PROMPT:
State how many lines below contain the string "smartphone", case-sensitive, and give only that number.

╔══

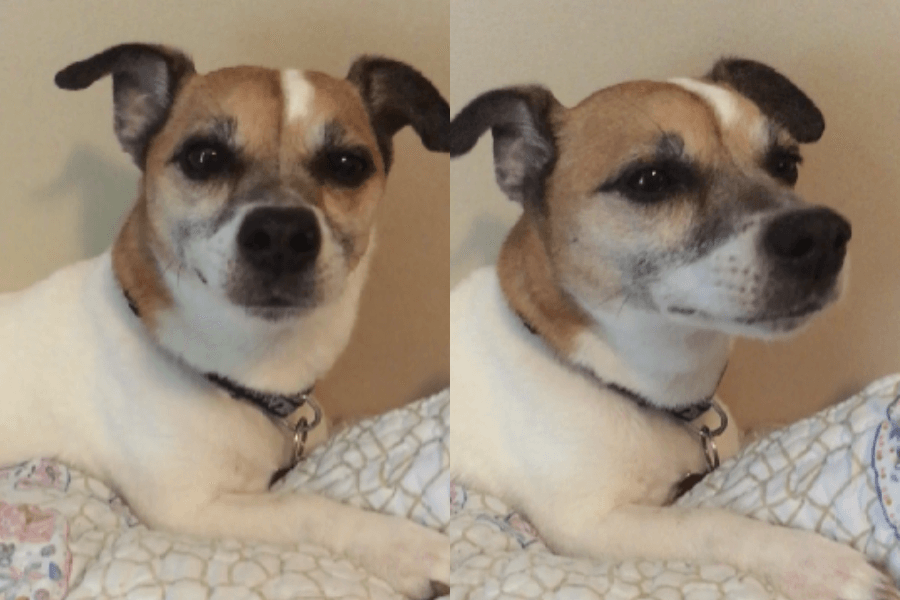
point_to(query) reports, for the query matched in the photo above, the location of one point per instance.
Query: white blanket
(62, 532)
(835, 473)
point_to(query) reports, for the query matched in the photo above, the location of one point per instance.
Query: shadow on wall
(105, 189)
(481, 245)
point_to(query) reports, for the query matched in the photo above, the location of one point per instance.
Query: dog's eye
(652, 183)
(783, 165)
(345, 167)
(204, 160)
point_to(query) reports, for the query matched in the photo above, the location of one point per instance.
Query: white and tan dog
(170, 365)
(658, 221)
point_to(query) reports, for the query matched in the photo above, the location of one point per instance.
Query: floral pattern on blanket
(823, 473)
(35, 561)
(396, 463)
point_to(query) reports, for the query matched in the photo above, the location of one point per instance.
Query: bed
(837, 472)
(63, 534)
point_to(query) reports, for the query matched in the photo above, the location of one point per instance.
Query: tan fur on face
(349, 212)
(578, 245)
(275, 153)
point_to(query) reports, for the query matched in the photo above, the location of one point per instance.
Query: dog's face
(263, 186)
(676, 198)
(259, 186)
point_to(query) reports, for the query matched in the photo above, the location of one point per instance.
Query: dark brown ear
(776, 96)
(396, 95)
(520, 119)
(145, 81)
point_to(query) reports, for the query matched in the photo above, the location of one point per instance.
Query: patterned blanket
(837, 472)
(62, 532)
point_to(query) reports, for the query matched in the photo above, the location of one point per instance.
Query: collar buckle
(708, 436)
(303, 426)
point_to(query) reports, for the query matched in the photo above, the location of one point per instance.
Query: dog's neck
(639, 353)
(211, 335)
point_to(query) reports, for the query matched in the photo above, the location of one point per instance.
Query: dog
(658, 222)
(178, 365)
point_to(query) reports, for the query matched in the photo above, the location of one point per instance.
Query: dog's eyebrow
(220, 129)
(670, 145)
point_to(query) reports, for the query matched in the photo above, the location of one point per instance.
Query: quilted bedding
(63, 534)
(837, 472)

╚══
╔══

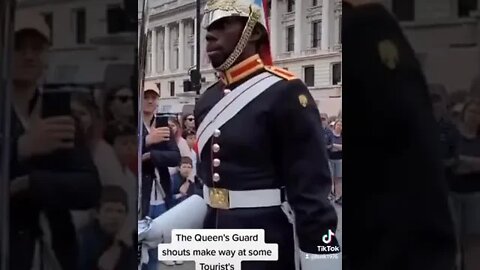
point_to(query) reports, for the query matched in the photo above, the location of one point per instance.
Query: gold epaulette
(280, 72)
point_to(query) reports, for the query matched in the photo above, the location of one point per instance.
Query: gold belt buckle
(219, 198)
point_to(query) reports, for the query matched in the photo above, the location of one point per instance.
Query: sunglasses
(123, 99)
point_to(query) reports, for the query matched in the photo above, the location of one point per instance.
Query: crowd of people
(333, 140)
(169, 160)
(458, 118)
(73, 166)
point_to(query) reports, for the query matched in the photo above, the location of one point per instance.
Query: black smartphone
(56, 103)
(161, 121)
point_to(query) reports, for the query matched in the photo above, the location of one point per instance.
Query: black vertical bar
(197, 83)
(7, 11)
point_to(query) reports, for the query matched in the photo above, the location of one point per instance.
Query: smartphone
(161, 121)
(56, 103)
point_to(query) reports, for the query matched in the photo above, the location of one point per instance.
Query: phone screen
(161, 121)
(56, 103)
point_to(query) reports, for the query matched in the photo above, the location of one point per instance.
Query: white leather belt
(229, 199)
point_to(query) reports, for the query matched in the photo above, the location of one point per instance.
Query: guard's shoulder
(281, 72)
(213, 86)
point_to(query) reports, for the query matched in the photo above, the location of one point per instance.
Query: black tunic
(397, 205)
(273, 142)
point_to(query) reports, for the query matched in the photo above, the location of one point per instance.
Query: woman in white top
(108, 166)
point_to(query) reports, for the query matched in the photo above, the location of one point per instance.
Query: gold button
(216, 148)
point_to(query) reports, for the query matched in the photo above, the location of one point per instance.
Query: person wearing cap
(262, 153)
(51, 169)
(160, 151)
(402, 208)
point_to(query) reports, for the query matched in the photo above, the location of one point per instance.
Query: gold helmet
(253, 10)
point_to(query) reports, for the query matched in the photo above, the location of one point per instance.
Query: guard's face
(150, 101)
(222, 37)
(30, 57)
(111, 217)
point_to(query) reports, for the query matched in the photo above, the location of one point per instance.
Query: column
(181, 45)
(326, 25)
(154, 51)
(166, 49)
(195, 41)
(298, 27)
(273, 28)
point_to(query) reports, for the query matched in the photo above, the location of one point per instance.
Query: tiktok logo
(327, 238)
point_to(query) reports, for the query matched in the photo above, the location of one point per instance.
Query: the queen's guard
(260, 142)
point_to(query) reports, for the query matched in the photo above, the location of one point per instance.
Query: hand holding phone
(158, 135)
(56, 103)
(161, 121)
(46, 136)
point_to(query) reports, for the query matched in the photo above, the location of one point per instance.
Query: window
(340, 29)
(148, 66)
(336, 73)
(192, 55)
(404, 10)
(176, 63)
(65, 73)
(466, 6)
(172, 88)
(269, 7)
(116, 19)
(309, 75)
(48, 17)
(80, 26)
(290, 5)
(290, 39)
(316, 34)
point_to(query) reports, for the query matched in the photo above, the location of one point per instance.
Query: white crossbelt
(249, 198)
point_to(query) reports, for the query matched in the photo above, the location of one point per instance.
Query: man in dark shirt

╚══

TASK OUTPUT:
2